(Object outline annotations)
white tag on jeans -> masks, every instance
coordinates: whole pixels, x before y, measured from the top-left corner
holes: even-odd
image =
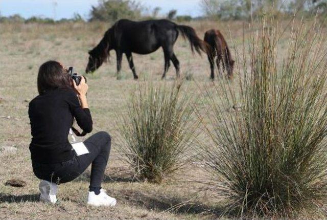
[[[71,144],[78,156],[89,153],[83,142],[74,143]]]

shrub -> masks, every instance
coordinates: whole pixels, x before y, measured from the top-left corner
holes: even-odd
[[[213,144],[202,145],[200,158],[212,180],[207,183],[239,217],[321,213],[327,204],[321,34],[311,24],[294,27],[282,59],[280,27],[263,19],[252,29],[251,65],[245,58],[238,65],[236,88],[221,81],[216,87],[223,95],[207,93],[212,126],[204,125]]]
[[[139,180],[160,183],[187,161],[193,111],[181,85],[140,83],[122,117],[125,159]]]

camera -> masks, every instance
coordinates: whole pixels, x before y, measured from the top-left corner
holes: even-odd
[[[82,80],[82,76],[79,76],[77,73],[74,73],[74,68],[73,67],[69,67],[68,69],[68,74],[74,81],[75,81],[76,85],[78,85]],[[83,76],[84,79],[85,79],[85,82],[86,82],[86,78]]]

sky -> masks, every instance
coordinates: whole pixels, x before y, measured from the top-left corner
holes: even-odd
[[[143,6],[153,9],[159,7],[160,14],[166,14],[176,9],[177,15],[201,15],[201,0],[138,0]],[[75,13],[87,19],[91,6],[98,0],[0,0],[0,14],[10,16],[19,14],[25,18],[32,16],[50,17],[56,20],[72,17]]]

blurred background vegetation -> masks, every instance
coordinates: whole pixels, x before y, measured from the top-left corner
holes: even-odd
[[[79,14],[74,14],[72,18],[55,20],[36,16],[25,18],[19,14],[5,17],[0,13],[0,23],[113,22],[122,18],[167,18],[178,22],[208,19],[248,20],[251,15],[261,15],[264,11],[272,10],[275,11],[275,15],[292,16],[295,12],[302,17],[310,17],[316,13],[322,16],[327,15],[327,0],[202,0],[200,6],[203,15],[192,17],[187,14],[177,15],[178,11],[174,9],[163,14],[160,13],[160,8],[149,8],[137,0],[100,0],[98,5],[92,7],[87,19]]]

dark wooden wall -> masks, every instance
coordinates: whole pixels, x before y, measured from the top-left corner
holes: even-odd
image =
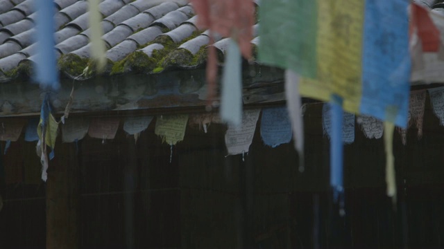
[[[57,248],[63,241],[79,248],[443,246],[444,127],[429,102],[421,140],[413,128],[407,146],[395,135],[395,207],[385,195],[383,140],[366,138],[357,124],[355,141],[344,149],[345,216],[329,190],[321,104],[305,113],[303,173],[292,143],[264,145],[260,122],[244,160],[225,157],[226,126],[218,124],[207,133],[187,127],[171,163],[154,122],[137,144],[121,129],[105,143],[87,136],[60,142],[49,180],[38,185],[28,184],[26,173],[40,176],[35,143],[21,139],[2,155],[9,180],[1,189],[1,247]]]

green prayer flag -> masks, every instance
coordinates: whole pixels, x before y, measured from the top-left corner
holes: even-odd
[[[315,77],[317,1],[262,1],[259,18],[259,61]]]

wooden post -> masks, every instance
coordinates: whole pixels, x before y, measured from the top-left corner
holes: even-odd
[[[46,181],[46,248],[78,248],[78,163],[76,145],[62,143],[49,162]]]

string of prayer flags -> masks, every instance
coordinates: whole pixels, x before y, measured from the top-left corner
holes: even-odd
[[[347,126],[343,120],[344,113],[342,109],[342,99],[339,96],[333,96],[333,100],[327,104],[330,110],[327,113],[332,120],[331,139],[330,139],[330,186],[333,190],[333,199],[339,201],[340,214],[343,214],[344,207],[343,200],[343,131]],[[324,107],[326,105],[325,104]],[[325,114],[325,113],[323,113]],[[324,116],[325,115],[323,115]],[[343,124],[343,121],[345,124]],[[353,123],[355,119],[353,118]],[[355,131],[355,129],[353,129]]]
[[[0,151],[1,151],[1,143],[0,143]],[[0,184],[3,185],[5,183],[5,166],[3,163],[3,157],[1,153],[0,153]]]
[[[420,41],[422,51],[436,52],[440,48],[439,30],[429,15],[429,10],[417,4],[411,5],[412,33],[416,33]]]
[[[39,140],[39,135],[37,133],[37,126],[39,124],[39,121],[38,118],[31,118],[28,121],[25,131],[25,141],[34,142]]]
[[[211,113],[191,114],[188,124],[191,127],[197,126],[199,129],[203,129],[205,133],[207,133],[208,127],[213,121],[213,116],[214,114]]]
[[[291,140],[291,123],[286,107],[262,109],[261,137],[264,143],[275,148]]]
[[[412,91],[410,93],[407,128],[399,129],[404,145],[407,142],[407,129],[412,125],[412,123],[414,123],[418,129],[418,139],[420,139],[422,137],[422,121],[424,120],[424,111],[425,109],[425,90]]]
[[[444,78],[444,17],[411,5],[410,49],[411,81],[433,83]]]
[[[58,71],[54,46],[54,2],[36,0],[37,16],[35,34],[37,35],[36,80],[42,89],[60,89]]]
[[[228,129],[225,134],[228,155],[248,153],[260,111],[260,109],[245,110],[240,126],[228,124]]]
[[[105,42],[102,39],[102,14],[99,10],[100,0],[89,0],[89,27],[91,28],[91,55],[96,62],[96,69],[100,73],[105,69],[106,57]]]
[[[0,140],[17,141],[22,134],[25,120],[22,119],[4,120],[0,122]]]
[[[386,183],[387,196],[396,203],[396,179],[395,175],[395,157],[393,156],[393,131],[395,124],[384,122],[384,140],[386,151]]]
[[[294,147],[299,154],[299,171],[303,172],[304,167],[304,107],[301,107],[299,95],[299,77],[291,69],[285,71],[285,96],[288,108]]]
[[[379,139],[384,133],[384,122],[379,119],[362,116],[357,118],[357,122],[361,125],[361,129],[367,138]]]
[[[157,116],[154,133],[162,138],[162,142],[175,145],[183,140],[187,122],[187,114]]]
[[[255,5],[252,0],[191,0],[198,26],[234,39],[244,57],[251,57]]]
[[[89,123],[88,135],[94,138],[100,138],[102,143],[105,139],[114,139],[119,128],[118,118],[93,118]]]
[[[332,107],[331,104],[325,103],[322,109],[322,127],[324,134],[332,139],[332,126],[334,121],[332,118]],[[341,121],[342,130],[341,131],[342,142],[349,145],[355,142],[355,115],[345,113],[343,115],[343,120]]]
[[[52,114],[52,107],[49,103],[49,93],[45,95],[44,100],[42,104],[40,109],[40,120],[37,127],[37,133],[39,136],[37,148],[40,155],[40,163],[42,163],[42,180],[46,181],[48,175],[48,155],[46,154],[46,145],[51,149],[49,154],[49,159],[54,157],[54,147],[58,132],[58,122]]]
[[[405,127],[409,4],[409,0],[264,1],[259,59],[299,74],[302,96],[329,102],[336,95],[345,111],[381,120],[387,107],[395,106],[396,124]]]
[[[440,124],[444,126],[444,86],[429,89],[433,111],[439,118]]]
[[[221,118],[234,125],[242,119],[242,75],[241,55],[237,44],[230,39],[222,77]]]
[[[262,1],[259,59],[301,76],[316,77],[317,5],[316,1]]]
[[[137,142],[140,133],[148,128],[153,118],[149,116],[128,117],[123,123],[123,130],[128,134],[133,135],[135,142]]]
[[[405,128],[411,62],[409,0],[366,1],[359,112]],[[387,25],[391,24],[391,25]],[[395,109],[394,116],[391,110]]]
[[[242,55],[246,59],[251,57],[250,41],[255,20],[255,8],[252,0],[191,0],[191,2],[198,15],[198,26],[200,28],[210,30],[211,44],[214,40],[213,33],[223,37],[231,37],[239,44]],[[210,46],[206,73],[207,98],[210,103],[215,92],[216,63],[216,49]]]
[[[6,141],[4,154],[11,145],[11,142],[17,141],[22,134],[22,129],[24,125],[24,120],[6,120],[0,124],[0,140]]]
[[[89,120],[71,118],[62,125],[62,142],[73,142],[83,139],[89,129]]]

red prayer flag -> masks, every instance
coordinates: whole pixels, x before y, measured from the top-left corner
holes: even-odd
[[[438,52],[441,44],[440,33],[429,16],[429,11],[416,4],[412,4],[411,8],[411,32],[415,30],[418,32],[423,52]]]
[[[198,15],[198,26],[209,28],[223,37],[231,37],[239,44],[241,53],[251,57],[251,39],[255,18],[252,0],[191,0]],[[210,33],[210,44],[214,39]],[[217,59],[214,47],[210,46],[207,62],[208,105],[212,104],[216,88]]]

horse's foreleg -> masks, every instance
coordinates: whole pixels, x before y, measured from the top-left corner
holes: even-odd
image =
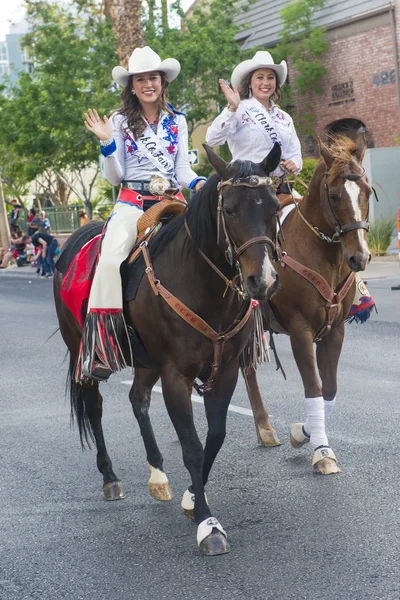
[[[204,395],[204,406],[208,422],[207,439],[204,448],[204,486],[207,484],[214,460],[224,443],[226,434],[226,415],[232,394],[236,387],[238,369],[239,365],[237,361],[231,363],[228,368],[225,368],[220,372],[212,390]],[[190,521],[195,521],[194,493],[192,488],[189,487],[183,494],[181,505],[185,512],[185,516]]]
[[[104,441],[101,418],[103,413],[103,398],[99,392],[99,384],[93,384],[85,387],[79,383],[75,384],[81,388],[81,396],[84,406],[84,413],[81,413],[81,419],[89,421],[90,430],[96,442],[97,448],[97,468],[103,475],[103,492],[105,500],[122,500],[126,498],[121,481],[113,471],[111,459],[108,456],[106,444]]]
[[[344,323],[334,327],[317,343],[317,364],[322,381],[325,418],[333,410],[337,391],[337,367],[344,339]]]
[[[159,377],[156,369],[135,369],[135,379],[129,392],[133,412],[139,423],[150,468],[149,491],[156,500],[171,500],[172,492],[163,469],[163,457],[154,437],[149,416],[151,390]]]
[[[165,404],[182,446],[183,462],[192,479],[194,516],[198,523],[197,545],[203,554],[224,554],[229,552],[226,533],[211,515],[204,494],[204,452],[193,422],[192,385],[172,365],[164,367],[161,379]]]
[[[280,446],[281,443],[275,429],[269,420],[269,414],[261,397],[258,387],[257,373],[253,367],[245,369],[241,367],[243,379],[246,383],[251,410],[253,411],[256,426],[257,439],[262,446]]]
[[[292,426],[290,442],[298,448],[309,441],[314,448],[313,468],[322,475],[338,473],[336,456],[325,431],[324,399],[316,370],[313,334],[305,324],[299,324],[295,332],[290,332],[290,341],[303,380],[306,408],[306,421]]]

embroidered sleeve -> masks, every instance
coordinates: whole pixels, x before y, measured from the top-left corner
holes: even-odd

▶ Instructions for the task: Everything from the line with "embroidered sleeve -> masks, every instance" to the end of the listing above needs to be duplicated exactly, both end lines included, with nothing more.

▶ Exercise answer:
embroidered sleeve -> masks, every instance
coordinates: whole pixels, x before y, measured from the top-left corner
holes: even-odd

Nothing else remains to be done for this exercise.